__EXCERPT TO READ__
# Westminster Presbyterian Church in the United States



## DouglasGregory418 (Feb 3, 2010)

I've heard some controversial stuff about the formation of the Westminster Presbyterian Church in the United States.

it seems to have a lot of similarities to the RP (my denomination), but I can't understand why it wouldn't join in with us.

I've heard some reports of the formation of the denomination that would suggest to me some cult- like aspects.

If this is the case can someone elaborate, if it is not, will someone please elaborate.


----------



## N. Eshelman (Feb 3, 2010)

One of the pastors was in the RPCNA, but left with some controversy. 

I believe that there is only one congregation still in tact (with a session of TE and RE). I could be wrong, but I think that the Wisconsin congregation is all that is left. 

As for calling it 'cult-like' I believe that is WAY TOO far. Maybe schismatic, yes; but not cult-like. 

One of their former pastors, who is now RPCNA, is on this board. I would PM him (Adam King) with any questions.


----------



## DouglasGregory418 (Feb 3, 2010)

Yeah, that pastor, from the RP is Brian Schwertley, who is the one in Wisconsin that has his old congregation (a Covenant Reformed Presbyterian congregation) worked up over him.

I don't know if they're cult- like, though, that's why I'm asking. I have dealt with schismatics like this before though and they are very often quite controlling and somewhat legalistic (which I would say is bordering on cultic)

their website has very little information, I can't even tell if every congregation has a pastor, and I am very concerned that they felt it was necessary to be a new denomination even when the RP exists still.

__DATA EXTRACT__

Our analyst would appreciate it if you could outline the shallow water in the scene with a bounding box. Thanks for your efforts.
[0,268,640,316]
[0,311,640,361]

__EXERCISE 1__
What is the Spanish translation of this sentence from the forum thread about the Westminster Presbyterian Church in the United States: "One of the pastors was in the RPCNA, but left with some controversy."?
__EXERCISE 2__
Can you carry on the forum thread about the Westminster Presbyterian Church in the United States from the point where it stops?

__EXERCISE RESULT 1__
Uno de los pastores estaba en la RPCNA, pero se fue en medio de cierta controversia.

__EXERCISE RESULT 2__
I understand differences in opinion (psalmody versus hymnody) being big enough to keep denominations apart, but I think they're just splitting hairs.

just one uneducated guys opinion on the matter


----------



## yeutter (Feb 3, 2010)

DouglasGregory418 said:


> Yeah, that pastor, from the RP is Brian Schwertley, who is the one in Wisconsin that has his old congregation (a Covenant Reformed Presbyterian congregation) worked up over him.
> 
> I don't know if they're cult- like, though, that's why I'm asking. I have dealt with schismatics like this before though and they are very often quite controlling and somewhat legalistic (which I would say is bordering on cultic)


I did not vote in this poll.
I don't know much about why Brian broke from the RPCNA, but I can tell you he is a talented man who loves the Lord and hates sin.

Reactions: Amen 1


----------



## NaphtaliPress (Feb 3, 2010)

One can search these forums for pros and cons on Brian's writings or PM Rev. King wrt the WPCUS.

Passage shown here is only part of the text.